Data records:
--------------------------------------------------

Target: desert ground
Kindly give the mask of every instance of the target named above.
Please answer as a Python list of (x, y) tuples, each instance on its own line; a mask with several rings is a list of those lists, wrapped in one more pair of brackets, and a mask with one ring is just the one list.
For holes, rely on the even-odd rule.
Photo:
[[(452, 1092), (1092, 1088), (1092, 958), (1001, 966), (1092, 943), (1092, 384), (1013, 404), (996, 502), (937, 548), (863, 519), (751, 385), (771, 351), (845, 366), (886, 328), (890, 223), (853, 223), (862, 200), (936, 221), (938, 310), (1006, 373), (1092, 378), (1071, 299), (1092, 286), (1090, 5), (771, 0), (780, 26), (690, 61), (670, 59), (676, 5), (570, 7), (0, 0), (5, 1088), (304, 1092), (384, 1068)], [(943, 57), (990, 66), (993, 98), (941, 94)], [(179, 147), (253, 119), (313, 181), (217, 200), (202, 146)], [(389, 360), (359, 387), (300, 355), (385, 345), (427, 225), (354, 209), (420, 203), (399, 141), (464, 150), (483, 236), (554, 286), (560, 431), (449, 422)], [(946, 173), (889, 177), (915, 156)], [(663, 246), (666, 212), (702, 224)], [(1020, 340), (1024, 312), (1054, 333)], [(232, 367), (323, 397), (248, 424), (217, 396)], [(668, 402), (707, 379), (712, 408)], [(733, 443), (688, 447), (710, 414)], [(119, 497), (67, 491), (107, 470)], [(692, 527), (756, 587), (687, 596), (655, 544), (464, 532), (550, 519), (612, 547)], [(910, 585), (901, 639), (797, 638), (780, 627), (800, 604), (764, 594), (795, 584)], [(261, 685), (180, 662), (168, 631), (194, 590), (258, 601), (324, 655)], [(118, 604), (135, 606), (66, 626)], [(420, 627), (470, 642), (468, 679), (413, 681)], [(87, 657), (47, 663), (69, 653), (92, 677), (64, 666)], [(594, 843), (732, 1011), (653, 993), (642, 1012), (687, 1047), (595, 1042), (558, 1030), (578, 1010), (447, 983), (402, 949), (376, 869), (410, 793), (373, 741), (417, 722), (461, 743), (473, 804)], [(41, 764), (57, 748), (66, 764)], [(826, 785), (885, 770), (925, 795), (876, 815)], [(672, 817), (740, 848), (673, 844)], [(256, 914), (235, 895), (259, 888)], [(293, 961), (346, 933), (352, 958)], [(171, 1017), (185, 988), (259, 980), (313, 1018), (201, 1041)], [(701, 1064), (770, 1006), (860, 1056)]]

--------------------------------------------------

_PROMPT_:
Starting at the beginning of the items and ending with the line that contains "Kindly give the", write those lines out again with "desert ground" renamed to "sandy terrain" and nothing else altered.

_REPLY TO THE TASK_:
Target: sandy terrain
Kindly give the mask of every instance of the target named above.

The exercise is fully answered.